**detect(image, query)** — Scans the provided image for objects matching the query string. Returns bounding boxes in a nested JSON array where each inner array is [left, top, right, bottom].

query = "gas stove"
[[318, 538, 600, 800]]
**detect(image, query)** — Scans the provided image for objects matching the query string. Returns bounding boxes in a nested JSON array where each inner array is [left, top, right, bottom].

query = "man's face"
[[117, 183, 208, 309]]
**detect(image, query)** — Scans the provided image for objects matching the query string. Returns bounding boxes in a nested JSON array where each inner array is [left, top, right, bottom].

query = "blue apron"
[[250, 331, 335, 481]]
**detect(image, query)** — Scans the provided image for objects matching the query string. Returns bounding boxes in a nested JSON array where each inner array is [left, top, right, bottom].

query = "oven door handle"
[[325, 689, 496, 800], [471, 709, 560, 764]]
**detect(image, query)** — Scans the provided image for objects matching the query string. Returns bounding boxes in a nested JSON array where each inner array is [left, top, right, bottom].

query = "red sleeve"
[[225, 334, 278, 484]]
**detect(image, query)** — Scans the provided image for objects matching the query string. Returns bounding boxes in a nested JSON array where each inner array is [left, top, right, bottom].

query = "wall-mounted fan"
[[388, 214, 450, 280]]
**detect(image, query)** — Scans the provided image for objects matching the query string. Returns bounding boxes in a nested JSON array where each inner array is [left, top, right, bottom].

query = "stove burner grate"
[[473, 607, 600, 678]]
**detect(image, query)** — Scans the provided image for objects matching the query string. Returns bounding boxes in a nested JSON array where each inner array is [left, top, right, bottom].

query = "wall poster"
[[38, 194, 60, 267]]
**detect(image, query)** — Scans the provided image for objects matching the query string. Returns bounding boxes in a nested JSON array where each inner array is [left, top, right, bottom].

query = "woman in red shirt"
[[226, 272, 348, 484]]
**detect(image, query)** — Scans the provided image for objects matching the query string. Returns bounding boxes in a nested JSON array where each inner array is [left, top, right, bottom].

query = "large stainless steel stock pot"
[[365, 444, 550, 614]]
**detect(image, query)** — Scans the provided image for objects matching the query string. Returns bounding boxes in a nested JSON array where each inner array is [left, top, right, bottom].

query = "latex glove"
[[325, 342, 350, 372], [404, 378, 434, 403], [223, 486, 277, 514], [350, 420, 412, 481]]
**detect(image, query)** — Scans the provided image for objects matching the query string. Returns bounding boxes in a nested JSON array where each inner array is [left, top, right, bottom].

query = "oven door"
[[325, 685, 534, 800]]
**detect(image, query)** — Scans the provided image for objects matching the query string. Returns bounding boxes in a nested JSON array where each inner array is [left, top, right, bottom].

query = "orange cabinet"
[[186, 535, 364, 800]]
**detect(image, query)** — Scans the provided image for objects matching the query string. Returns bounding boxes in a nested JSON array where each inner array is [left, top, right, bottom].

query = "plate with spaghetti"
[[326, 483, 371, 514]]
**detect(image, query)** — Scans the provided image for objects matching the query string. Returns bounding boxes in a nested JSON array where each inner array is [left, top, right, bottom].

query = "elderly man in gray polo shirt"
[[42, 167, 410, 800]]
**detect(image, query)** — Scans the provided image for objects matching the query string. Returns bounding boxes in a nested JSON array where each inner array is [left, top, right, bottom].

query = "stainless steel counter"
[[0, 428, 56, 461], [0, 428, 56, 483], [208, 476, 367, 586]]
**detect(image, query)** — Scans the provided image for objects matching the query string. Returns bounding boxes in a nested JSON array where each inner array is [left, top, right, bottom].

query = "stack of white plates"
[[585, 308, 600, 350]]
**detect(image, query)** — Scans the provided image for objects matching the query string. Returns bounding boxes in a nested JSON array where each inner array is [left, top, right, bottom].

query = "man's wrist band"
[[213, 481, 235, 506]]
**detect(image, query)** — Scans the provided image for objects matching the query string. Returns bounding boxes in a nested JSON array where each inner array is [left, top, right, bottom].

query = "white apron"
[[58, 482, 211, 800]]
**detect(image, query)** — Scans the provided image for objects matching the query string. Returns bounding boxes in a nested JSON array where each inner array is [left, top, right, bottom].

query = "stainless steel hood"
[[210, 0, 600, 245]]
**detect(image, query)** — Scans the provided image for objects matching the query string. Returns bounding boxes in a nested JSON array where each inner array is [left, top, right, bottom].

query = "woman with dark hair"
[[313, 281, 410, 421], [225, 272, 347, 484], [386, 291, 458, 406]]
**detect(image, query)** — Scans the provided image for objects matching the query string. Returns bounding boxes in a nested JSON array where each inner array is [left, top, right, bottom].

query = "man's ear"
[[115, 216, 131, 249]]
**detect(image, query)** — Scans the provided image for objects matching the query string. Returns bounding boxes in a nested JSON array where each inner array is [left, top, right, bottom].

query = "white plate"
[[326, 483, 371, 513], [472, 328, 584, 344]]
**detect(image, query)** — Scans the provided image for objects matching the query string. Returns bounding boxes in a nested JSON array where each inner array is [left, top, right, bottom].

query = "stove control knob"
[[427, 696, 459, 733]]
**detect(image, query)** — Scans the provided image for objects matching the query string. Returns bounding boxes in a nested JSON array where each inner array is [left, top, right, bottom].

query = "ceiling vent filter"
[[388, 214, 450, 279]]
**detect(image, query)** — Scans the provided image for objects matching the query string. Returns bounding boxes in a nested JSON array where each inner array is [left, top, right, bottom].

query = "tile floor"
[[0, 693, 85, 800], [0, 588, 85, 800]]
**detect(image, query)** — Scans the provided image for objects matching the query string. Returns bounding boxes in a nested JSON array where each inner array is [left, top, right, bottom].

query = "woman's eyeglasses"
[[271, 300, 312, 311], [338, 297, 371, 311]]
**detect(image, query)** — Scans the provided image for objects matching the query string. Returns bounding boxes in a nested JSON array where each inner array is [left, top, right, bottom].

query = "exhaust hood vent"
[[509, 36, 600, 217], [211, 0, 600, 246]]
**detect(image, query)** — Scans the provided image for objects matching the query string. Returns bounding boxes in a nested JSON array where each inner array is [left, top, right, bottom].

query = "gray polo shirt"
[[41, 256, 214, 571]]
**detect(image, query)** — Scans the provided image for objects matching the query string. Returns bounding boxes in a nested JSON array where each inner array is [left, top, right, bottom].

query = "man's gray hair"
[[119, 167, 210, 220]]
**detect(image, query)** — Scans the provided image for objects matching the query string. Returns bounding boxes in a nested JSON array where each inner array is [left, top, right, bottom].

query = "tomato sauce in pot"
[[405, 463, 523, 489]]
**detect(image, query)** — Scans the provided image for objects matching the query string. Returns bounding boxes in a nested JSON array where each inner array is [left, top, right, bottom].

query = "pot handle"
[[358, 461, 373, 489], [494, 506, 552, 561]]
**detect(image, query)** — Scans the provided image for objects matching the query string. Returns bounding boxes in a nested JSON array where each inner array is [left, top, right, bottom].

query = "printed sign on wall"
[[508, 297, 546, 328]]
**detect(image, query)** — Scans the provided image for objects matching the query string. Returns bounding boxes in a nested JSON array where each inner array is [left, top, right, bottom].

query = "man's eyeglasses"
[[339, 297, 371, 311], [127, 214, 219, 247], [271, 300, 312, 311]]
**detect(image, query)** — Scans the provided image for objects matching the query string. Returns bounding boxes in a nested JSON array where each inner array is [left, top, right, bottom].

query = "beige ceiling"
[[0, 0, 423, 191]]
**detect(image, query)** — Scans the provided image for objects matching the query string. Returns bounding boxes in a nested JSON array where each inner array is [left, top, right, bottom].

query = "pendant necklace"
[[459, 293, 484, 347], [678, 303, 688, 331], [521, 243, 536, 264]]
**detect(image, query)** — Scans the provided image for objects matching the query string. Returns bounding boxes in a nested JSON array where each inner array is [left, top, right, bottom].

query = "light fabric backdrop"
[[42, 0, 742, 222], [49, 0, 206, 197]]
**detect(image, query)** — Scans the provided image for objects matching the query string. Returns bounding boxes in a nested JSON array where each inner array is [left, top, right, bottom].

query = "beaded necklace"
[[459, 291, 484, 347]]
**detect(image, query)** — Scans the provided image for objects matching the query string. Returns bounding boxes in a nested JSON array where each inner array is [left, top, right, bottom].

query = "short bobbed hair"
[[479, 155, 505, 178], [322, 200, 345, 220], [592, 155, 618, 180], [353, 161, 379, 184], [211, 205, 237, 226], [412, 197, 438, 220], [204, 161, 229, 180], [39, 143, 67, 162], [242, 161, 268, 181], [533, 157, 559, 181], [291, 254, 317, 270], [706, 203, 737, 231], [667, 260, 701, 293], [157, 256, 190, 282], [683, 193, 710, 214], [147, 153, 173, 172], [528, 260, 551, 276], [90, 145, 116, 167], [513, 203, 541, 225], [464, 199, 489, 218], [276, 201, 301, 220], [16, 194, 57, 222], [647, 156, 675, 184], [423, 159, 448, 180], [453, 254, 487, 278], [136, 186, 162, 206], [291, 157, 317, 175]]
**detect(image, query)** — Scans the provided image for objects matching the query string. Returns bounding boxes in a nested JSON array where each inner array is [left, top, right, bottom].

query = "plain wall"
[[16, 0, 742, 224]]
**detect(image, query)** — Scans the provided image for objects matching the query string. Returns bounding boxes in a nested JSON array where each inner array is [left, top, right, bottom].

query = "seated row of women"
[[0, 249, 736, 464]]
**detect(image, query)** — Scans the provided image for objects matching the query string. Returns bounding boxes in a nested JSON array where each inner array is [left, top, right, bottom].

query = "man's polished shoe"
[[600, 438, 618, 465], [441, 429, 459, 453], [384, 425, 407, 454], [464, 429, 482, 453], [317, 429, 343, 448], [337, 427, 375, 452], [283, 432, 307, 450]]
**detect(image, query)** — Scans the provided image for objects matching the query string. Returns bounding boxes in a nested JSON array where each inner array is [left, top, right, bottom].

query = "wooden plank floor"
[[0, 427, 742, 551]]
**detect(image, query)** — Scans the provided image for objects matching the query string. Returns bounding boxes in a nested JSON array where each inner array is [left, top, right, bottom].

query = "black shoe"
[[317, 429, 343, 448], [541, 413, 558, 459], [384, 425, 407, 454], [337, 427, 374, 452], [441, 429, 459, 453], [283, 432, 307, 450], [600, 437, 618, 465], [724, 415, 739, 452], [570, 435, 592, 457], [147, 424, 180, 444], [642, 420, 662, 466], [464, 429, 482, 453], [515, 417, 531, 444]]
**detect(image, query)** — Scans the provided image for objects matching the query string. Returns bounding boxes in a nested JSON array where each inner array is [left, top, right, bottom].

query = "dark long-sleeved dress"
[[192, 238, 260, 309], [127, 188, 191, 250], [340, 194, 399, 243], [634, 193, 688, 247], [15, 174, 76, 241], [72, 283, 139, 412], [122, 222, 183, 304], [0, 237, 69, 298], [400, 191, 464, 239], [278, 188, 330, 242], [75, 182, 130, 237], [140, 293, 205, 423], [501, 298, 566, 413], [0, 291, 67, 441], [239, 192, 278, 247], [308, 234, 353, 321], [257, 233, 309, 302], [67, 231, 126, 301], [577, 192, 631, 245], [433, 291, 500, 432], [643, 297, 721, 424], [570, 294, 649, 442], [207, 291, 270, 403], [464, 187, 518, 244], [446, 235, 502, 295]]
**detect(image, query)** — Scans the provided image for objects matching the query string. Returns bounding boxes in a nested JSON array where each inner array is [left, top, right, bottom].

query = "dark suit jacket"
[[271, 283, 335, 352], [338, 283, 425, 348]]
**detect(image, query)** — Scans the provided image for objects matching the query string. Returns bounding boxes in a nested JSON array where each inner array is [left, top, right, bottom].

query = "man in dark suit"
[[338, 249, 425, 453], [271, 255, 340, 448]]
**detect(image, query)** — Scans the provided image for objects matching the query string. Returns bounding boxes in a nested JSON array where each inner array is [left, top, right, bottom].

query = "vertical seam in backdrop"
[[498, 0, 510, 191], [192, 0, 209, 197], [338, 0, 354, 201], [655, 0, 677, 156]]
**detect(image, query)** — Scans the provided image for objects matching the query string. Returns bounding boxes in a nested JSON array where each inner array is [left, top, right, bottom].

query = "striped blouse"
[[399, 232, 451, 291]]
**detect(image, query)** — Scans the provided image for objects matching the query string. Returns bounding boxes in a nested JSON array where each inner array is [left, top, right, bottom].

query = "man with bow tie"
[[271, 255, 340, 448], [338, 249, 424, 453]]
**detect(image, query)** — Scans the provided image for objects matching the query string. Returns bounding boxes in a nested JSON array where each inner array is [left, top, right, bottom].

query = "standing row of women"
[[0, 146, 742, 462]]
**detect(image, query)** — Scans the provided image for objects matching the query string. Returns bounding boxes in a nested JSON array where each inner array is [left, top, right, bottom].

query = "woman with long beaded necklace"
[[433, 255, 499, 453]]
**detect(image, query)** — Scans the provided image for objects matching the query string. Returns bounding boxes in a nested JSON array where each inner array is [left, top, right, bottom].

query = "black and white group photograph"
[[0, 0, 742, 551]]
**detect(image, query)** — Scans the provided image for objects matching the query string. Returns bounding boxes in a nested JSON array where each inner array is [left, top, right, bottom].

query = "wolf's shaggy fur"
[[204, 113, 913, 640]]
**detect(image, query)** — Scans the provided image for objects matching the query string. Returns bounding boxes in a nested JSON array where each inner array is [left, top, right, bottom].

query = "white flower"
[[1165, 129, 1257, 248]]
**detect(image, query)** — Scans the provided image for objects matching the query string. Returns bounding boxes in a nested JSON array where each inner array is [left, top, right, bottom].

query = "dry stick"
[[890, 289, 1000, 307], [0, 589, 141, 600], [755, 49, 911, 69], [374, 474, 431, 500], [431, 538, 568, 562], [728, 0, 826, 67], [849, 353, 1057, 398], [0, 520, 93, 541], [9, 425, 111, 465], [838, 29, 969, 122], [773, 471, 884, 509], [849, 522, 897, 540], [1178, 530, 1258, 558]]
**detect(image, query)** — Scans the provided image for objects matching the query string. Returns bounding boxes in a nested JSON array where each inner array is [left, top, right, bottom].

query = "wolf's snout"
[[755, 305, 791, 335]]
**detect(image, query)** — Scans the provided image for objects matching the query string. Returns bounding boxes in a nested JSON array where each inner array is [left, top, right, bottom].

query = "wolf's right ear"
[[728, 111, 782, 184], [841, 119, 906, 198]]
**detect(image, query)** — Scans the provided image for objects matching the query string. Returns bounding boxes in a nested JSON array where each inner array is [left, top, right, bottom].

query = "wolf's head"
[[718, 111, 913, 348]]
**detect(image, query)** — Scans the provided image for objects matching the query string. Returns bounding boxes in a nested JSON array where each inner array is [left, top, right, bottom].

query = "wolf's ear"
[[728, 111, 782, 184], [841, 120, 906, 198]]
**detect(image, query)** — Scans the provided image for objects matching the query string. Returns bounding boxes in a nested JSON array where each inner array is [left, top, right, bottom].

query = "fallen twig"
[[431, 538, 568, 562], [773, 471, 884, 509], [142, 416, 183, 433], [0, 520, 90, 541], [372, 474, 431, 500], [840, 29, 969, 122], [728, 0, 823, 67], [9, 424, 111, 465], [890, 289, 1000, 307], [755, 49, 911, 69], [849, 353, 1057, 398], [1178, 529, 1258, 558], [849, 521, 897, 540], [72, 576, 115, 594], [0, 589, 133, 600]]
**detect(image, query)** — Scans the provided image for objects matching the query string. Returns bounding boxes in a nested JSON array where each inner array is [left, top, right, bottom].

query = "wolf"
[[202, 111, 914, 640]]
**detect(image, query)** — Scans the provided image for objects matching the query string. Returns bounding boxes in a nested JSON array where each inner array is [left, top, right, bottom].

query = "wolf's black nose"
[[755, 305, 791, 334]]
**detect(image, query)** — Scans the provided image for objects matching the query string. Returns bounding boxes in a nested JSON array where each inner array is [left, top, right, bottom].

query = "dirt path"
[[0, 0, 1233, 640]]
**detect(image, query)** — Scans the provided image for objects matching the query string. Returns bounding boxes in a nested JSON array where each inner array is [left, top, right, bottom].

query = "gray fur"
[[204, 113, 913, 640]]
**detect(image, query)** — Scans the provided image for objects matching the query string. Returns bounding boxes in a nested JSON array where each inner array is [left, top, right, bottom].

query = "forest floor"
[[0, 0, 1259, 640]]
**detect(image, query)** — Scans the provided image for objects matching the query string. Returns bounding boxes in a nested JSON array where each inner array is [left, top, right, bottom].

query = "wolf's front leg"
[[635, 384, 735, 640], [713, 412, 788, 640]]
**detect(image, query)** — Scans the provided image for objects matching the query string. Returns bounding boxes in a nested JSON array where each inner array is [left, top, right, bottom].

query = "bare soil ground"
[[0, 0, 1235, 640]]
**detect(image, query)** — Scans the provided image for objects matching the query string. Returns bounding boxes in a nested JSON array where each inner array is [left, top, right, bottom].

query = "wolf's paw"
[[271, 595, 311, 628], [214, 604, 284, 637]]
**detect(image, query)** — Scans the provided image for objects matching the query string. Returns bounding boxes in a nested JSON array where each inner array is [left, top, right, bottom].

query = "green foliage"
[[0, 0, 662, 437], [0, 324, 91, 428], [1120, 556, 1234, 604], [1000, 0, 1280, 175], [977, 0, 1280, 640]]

[What to do]:
How many of the lines above contain the string "stainless"? Case counts. Reply with the number alone.

[Answer to the task]:
3